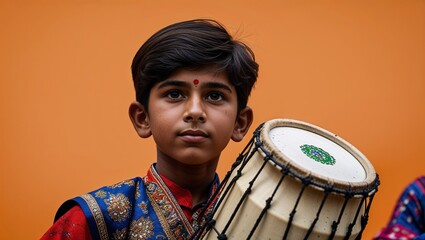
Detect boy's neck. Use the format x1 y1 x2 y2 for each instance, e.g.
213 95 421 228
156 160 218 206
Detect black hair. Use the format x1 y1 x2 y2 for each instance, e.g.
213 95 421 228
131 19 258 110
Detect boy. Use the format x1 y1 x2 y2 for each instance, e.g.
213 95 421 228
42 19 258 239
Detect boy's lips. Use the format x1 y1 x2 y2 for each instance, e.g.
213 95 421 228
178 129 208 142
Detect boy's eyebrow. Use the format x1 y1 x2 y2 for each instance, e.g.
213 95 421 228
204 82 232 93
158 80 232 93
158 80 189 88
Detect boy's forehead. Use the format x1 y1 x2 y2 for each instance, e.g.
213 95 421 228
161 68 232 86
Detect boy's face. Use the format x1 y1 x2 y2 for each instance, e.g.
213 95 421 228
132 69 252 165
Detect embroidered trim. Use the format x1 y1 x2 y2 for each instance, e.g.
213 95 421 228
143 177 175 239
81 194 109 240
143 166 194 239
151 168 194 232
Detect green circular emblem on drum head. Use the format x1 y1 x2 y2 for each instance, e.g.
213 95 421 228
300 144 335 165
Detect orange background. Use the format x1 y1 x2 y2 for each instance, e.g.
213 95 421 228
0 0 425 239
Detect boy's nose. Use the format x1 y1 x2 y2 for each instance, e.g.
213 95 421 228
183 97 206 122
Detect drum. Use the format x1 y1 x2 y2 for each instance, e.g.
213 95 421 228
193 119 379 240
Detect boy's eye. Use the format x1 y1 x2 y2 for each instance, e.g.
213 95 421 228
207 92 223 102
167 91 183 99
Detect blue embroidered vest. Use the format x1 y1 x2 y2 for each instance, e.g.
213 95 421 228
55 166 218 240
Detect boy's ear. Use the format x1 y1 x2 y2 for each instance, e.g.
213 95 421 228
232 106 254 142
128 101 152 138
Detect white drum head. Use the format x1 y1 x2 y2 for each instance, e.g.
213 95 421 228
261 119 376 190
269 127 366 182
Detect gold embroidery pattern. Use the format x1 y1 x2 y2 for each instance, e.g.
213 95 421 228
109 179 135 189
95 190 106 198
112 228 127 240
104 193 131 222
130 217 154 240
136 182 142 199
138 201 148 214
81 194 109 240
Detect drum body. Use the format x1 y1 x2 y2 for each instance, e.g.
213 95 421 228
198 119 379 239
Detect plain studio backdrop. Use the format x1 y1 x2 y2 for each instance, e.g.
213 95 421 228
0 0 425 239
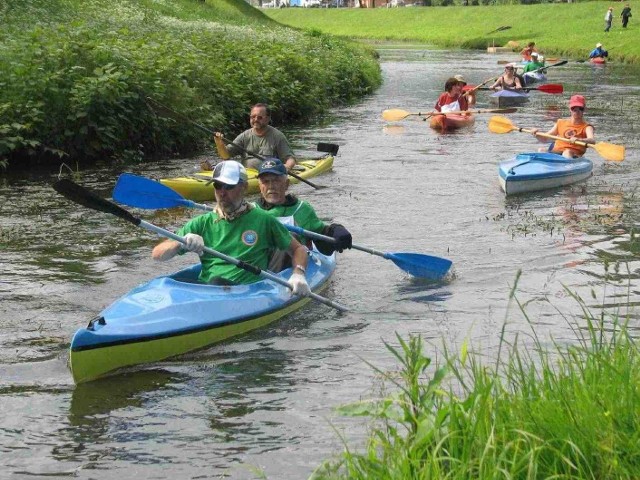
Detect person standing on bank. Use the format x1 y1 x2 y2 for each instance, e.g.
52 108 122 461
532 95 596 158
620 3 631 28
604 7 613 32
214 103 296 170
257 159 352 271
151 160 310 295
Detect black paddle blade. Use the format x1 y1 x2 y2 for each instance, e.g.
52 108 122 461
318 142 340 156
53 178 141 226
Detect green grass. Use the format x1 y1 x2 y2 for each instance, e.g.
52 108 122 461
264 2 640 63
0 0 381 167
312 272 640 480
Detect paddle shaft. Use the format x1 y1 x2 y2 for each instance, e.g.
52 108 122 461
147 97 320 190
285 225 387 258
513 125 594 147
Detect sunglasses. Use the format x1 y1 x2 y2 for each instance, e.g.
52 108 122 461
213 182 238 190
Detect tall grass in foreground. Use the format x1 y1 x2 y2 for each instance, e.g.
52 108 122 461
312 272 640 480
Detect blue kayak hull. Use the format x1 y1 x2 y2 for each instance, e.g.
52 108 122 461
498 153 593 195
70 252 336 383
-------------------------
** Exercise brief **
Copy out the rows from the line containing "Detect boy's lips." through the line containing "300 144 335 165", reproducing each one character for character.

** Expected output **
Detect boy's lips. Use the format x1 y1 x2 y2 for each instance, e.g.
213 95 421 228
178 129 208 142
Detect boy's eyebrow. Use the format x1 y1 x2 y2 for each instance, e.g.
213 95 421 228
204 82 232 93
158 80 232 93
158 80 189 88
Detect boy's forehead. Use the format x1 y1 x2 y2 for each instance, e.g.
213 95 421 228
161 68 232 86
Detect boy's face. Use the format x1 y1 x2 y2 for each instance, e.g.
213 95 421 228
132 69 252 165
Detect embroidered trim. Use the format x1 y1 x2 y2 for each instance, e.g.
213 95 421 228
143 177 175 239
81 194 109 240
143 166 194 239
151 168 194 232
Detect green circular emblem on drum head. Use the format x1 y1 x2 y2 for each instance, e.g.
213 95 421 228
300 144 335 165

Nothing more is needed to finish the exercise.